== Dataset records

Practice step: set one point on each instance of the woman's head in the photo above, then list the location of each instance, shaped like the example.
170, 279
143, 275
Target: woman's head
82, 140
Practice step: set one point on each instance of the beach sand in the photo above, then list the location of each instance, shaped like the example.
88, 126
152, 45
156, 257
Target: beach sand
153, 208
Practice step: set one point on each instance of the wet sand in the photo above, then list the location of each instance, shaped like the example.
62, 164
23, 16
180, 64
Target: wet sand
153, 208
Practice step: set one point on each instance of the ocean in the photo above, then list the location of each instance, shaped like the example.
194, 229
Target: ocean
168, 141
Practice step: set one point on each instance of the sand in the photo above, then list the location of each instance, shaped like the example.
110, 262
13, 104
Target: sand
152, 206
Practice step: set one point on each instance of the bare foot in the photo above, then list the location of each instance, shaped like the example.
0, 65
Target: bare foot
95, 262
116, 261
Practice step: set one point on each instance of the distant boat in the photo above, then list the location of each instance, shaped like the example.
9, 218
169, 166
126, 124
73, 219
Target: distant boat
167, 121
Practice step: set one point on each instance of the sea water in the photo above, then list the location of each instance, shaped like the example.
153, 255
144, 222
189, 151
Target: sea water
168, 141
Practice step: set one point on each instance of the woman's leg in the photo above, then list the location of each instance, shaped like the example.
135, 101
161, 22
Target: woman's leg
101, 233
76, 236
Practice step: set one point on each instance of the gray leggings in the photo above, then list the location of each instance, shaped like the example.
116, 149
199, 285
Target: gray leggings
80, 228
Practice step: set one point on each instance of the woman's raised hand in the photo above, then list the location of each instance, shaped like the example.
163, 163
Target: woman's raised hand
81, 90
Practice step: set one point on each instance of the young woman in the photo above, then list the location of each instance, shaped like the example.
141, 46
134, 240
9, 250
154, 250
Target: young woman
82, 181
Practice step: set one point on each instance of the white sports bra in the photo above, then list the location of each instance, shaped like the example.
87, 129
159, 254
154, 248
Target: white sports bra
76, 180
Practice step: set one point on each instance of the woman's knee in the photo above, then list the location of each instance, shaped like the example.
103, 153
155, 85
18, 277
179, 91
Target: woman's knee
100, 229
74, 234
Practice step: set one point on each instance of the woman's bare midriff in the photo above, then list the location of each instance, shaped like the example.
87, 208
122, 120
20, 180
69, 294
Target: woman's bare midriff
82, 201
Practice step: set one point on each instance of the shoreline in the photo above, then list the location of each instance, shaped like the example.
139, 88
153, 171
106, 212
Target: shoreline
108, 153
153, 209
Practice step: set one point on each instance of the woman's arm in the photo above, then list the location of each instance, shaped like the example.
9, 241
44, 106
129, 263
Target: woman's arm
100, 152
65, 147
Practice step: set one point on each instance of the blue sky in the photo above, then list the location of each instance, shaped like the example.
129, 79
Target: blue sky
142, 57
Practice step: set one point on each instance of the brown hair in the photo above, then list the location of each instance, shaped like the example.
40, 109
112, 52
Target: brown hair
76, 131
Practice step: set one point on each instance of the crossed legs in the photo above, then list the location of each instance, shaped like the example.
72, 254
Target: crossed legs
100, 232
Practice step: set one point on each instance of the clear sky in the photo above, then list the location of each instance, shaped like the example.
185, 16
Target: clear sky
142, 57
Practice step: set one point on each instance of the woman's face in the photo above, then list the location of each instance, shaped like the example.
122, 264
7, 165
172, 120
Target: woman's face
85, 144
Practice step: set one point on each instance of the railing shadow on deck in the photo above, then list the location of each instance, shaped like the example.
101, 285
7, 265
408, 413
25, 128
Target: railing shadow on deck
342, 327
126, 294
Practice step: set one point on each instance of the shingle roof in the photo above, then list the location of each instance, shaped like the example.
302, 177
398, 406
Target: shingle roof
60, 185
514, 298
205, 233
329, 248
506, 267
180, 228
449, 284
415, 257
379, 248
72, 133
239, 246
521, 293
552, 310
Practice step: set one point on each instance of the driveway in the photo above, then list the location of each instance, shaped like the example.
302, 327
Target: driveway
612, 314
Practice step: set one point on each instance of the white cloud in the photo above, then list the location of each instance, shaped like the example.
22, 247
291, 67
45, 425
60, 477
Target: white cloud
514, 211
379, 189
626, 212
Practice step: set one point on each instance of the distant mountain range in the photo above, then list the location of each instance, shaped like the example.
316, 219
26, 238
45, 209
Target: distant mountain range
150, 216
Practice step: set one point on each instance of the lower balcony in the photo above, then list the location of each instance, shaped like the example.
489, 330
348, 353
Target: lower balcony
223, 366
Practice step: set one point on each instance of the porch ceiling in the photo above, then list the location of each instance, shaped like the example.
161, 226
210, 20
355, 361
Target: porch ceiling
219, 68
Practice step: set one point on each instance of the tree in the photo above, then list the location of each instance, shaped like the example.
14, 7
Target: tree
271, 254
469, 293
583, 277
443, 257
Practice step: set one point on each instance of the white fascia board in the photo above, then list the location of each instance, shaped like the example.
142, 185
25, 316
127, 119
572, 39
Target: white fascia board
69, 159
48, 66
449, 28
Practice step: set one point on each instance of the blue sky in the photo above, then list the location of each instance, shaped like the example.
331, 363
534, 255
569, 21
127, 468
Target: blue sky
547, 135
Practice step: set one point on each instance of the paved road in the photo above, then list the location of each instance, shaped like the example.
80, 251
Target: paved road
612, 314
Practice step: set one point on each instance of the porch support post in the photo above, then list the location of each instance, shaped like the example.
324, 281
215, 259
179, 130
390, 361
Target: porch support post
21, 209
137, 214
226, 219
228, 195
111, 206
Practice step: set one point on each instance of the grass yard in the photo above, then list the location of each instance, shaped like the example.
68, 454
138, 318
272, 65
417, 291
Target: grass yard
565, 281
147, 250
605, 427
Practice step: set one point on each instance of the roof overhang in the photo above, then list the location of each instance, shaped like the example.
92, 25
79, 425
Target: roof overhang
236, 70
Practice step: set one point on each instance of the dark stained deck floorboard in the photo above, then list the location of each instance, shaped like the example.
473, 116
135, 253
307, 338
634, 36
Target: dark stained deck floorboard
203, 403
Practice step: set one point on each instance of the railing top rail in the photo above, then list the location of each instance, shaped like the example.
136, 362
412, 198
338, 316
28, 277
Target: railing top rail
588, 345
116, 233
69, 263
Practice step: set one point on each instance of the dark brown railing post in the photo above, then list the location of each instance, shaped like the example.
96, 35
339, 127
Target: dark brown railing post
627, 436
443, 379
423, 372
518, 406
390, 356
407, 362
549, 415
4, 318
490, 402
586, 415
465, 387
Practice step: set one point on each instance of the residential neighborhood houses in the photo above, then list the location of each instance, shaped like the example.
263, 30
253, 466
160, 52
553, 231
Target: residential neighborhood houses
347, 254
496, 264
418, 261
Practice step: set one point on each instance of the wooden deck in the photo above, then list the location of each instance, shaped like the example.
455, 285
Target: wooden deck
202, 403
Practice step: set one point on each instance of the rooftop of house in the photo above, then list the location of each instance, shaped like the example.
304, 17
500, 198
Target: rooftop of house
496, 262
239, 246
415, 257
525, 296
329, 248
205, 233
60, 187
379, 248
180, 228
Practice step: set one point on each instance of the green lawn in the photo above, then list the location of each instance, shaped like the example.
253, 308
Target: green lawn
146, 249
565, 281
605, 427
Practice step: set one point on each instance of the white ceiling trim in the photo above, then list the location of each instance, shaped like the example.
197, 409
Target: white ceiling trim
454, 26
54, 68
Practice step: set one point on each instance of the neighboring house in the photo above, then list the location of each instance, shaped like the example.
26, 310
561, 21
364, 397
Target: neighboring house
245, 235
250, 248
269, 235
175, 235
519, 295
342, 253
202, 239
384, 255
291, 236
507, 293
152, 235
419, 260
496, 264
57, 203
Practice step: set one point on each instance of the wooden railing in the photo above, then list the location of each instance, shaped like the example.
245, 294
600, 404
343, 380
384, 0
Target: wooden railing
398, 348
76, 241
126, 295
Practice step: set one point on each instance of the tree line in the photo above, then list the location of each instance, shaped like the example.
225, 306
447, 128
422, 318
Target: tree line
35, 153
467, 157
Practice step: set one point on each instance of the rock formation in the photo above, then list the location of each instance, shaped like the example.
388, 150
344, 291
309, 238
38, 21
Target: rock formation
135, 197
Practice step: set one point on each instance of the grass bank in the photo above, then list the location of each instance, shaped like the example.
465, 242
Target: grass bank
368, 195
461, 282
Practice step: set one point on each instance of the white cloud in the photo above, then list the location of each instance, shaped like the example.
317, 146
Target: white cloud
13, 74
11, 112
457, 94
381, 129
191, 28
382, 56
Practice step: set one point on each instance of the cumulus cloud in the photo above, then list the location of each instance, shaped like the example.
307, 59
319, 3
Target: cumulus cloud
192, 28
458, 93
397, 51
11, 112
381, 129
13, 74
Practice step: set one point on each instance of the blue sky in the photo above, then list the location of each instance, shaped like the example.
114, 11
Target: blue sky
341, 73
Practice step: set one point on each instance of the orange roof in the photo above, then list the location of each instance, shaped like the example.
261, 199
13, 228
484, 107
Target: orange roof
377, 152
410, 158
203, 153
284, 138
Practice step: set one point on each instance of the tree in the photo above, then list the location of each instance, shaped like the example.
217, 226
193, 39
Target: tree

====

= Written instruction =
Set out exactly the run of lines that begins at the line holding "the grass bank" and ends at the last line of the data.

= Solved problem =
Practice step: set one point on each instance of the grass bank in the photo above, then list the location of each instance, shaped like the example.
465, 242
Target: grass bank
368, 195
461, 282
Practice step: set one point on each instance of the white cloud in the photo above, then list the location of each instance, shaped like the example.
317, 146
Target: white cloud
13, 74
11, 112
457, 94
381, 129
191, 28
382, 56
Practice step: set one point on each instance of the cumulus cloud in the photo above, then list the location of each instance, shaped like the example.
307, 59
319, 3
Target: cumulus cloud
192, 28
458, 93
397, 51
11, 112
381, 129
13, 74
Practice step: set one point on each instance of the blue sky in the photo above, then list the location of each instance, shaped like the example.
114, 11
Target: blue sky
341, 73
Practice step: set one point on each instance of the orange roof in the photo above, then list the location of each instance, shaped like the example.
261, 199
13, 228
484, 107
Target: orange roof
377, 152
410, 158
203, 153
284, 138
Practice step: set one point on each instance of the tree in the photo above, then list the location of each instance, shaped like the example.
217, 226
193, 39
Target: tree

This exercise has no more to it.